- **Task**
Your copy should match the entries exactly, except that it holds no pictures.

BEGIN

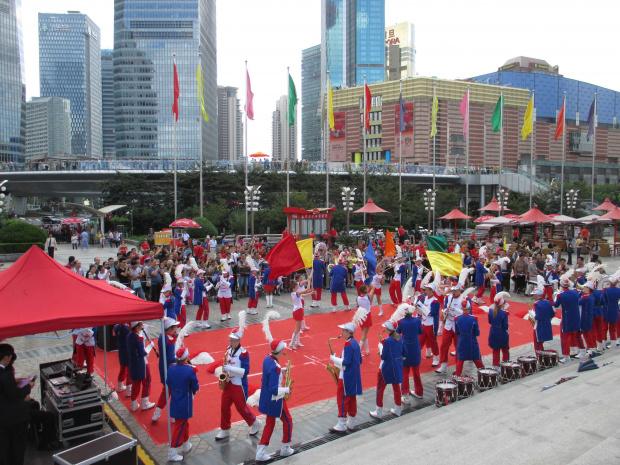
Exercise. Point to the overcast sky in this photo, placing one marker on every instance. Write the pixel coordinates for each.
(454, 39)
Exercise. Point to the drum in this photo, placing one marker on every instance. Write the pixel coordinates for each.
(547, 358)
(529, 363)
(465, 385)
(487, 378)
(446, 392)
(510, 371)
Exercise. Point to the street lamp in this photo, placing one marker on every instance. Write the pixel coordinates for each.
(348, 195)
(252, 196)
(429, 204)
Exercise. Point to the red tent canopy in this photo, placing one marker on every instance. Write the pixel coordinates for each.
(39, 295)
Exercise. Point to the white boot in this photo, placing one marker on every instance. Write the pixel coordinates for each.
(173, 456)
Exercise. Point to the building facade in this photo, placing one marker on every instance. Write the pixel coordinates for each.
(12, 84)
(146, 37)
(230, 124)
(70, 68)
(311, 104)
(399, 51)
(48, 127)
(284, 139)
(107, 103)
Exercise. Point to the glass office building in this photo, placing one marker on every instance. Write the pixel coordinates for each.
(70, 67)
(12, 84)
(146, 36)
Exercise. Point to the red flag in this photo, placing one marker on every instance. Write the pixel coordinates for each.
(559, 129)
(249, 99)
(367, 102)
(284, 258)
(175, 103)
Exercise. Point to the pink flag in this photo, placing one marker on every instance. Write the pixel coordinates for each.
(249, 106)
(464, 112)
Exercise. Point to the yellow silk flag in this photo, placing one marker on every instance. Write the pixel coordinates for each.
(528, 120)
(305, 250)
(448, 264)
(200, 87)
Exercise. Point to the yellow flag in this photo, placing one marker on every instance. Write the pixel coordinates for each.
(305, 250)
(448, 264)
(434, 116)
(200, 87)
(528, 120)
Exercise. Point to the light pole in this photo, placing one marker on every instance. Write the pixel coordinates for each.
(429, 204)
(348, 195)
(252, 196)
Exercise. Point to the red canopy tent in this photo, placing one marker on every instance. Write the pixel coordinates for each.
(455, 215)
(370, 208)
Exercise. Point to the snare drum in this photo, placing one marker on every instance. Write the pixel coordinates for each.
(529, 363)
(547, 358)
(446, 392)
(510, 371)
(487, 378)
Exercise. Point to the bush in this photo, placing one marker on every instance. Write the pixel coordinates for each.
(22, 233)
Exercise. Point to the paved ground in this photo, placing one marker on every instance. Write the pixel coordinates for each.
(311, 423)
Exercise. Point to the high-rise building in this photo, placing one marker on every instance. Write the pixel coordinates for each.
(399, 51)
(48, 127)
(12, 84)
(107, 103)
(70, 67)
(284, 141)
(146, 36)
(230, 124)
(311, 103)
(352, 41)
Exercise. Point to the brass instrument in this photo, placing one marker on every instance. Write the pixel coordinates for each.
(334, 371)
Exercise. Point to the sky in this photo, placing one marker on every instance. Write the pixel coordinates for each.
(453, 39)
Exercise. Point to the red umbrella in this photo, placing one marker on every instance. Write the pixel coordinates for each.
(455, 215)
(185, 223)
(605, 206)
(370, 208)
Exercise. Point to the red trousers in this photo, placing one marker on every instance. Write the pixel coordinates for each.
(446, 340)
(345, 300)
(417, 381)
(459, 366)
(396, 293)
(180, 432)
(347, 405)
(270, 423)
(381, 389)
(428, 338)
(233, 394)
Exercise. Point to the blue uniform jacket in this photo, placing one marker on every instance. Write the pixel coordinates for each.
(466, 328)
(498, 333)
(544, 312)
(339, 279)
(569, 300)
(392, 356)
(410, 330)
(183, 384)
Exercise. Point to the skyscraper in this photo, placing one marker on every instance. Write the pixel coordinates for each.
(107, 103)
(146, 35)
(230, 124)
(311, 103)
(70, 67)
(12, 84)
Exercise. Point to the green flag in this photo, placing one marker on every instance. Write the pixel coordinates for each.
(292, 101)
(497, 120)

END

- **Result for this exercise**
Exercise. Point to the overcast sky in this photo, placing one marker on every instance. Write the pixel coordinates for each.
(454, 39)
Exercise. Point to the drum in this photo, placing one marker on every instance. Write the pixel coordinates for each.
(547, 358)
(529, 363)
(465, 385)
(487, 378)
(446, 392)
(510, 371)
Exercise. Point to the street lamp in this photo, placing one marker on every instance. Write the pixel coordinates for each.
(348, 195)
(252, 196)
(429, 204)
Exercise. Point to the red tent canopy in this photo, placing one marker on every instance. Write the pixel coordinates for each.
(39, 295)
Exercise. Point to the white boot in this photo, placing one marker on every instance. Write the pixel coordinates for each.
(173, 456)
Exercise. Point to the building facade in this photo, placing one marker on every instance. Write the pixel coordinates for each.
(12, 84)
(146, 37)
(230, 124)
(70, 68)
(311, 104)
(399, 51)
(48, 127)
(284, 139)
(107, 103)
Exercise. Point to the glass office building in this photo, placing one marker on every instance. Write the pixel coordinates for each.
(70, 67)
(12, 84)
(146, 36)
Exercise. Point to the red flag in this photo, placing one marker on every instance. Write the pixel coordinates for each.
(559, 129)
(249, 99)
(367, 102)
(284, 258)
(175, 103)
Exercise. Point to the pink flag in this photo, placing one marker on every instance. Write the pixel coordinates for each.
(249, 106)
(464, 112)
Exercise. Point to the yellow silk flag in this photo, placing one marker on every instance. Write the pixel coordinates for each.
(528, 120)
(305, 250)
(448, 264)
(200, 87)
Exercise. Point to the yellow flag in this photo, placing one marker on every instance. Write the pixel coordinates for each.
(305, 250)
(448, 264)
(434, 116)
(200, 87)
(528, 120)
Exercise. Point to the light pole in this photo, placing one marker on every instance. Write the pixel coordinates for each.
(429, 204)
(348, 195)
(252, 196)
Exercise. Point to the red canopy tent in this photo, placing one marker on every instance. Write the pixel coordinates for each.
(455, 215)
(370, 208)
Exercise. Point to the snare drum in this photo, placing one marker on every instance. Write the pixel coordinates for each.
(529, 363)
(547, 358)
(446, 392)
(510, 371)
(487, 378)
Exercise. Point to the bush in this photo, placing one marker on every instance. Write the pixel coordinates for each.
(22, 233)
Exercise. Point to the paved ground in this photo, placing one marker on every instance. Write the pixel coordinates for each.
(311, 423)
Exercise. Point to the high-rise building in this photo, placing one marker on every instance. Write the pixel coordinates for each.
(399, 51)
(48, 127)
(12, 84)
(107, 103)
(70, 67)
(284, 141)
(146, 36)
(230, 124)
(311, 103)
(352, 41)
Exercise. Point to the brass instrument in this photo, placing one marker on every instance. Write the pixel coordinates for each.
(334, 371)
Exercise. Point to the sky in this photo, placing one marker on every instance. Write the pixel coordinates for each.
(453, 39)
Exercise. Point to the red umbrella in this photo, placing one marker on every instance. Write the pixel coordinates for each.
(455, 215)
(185, 223)
(605, 206)
(370, 208)
Exercise. Point to the red trousers in this photo, placing one marker on every instance. Write the pixel coordinates for each.
(446, 340)
(345, 300)
(417, 381)
(459, 366)
(396, 293)
(180, 432)
(347, 405)
(270, 423)
(381, 389)
(428, 338)
(233, 394)
Exercise. Point to the blue uniform jacket in this photo, placing one marker on every instance. Write the pixel coordinates for each.
(466, 328)
(498, 333)
(544, 312)
(339, 279)
(569, 300)
(392, 356)
(410, 330)
(183, 384)
Exercise. Point to the skyscraper in this photo, placing one marker on every instance. Write the pixel coordinates for each.
(107, 103)
(146, 35)
(230, 124)
(311, 103)
(70, 67)
(12, 84)
Exercise. Point to the green flag in this photo, placing one marker on every instance. Write the pixel coordinates for each.
(292, 101)
(497, 120)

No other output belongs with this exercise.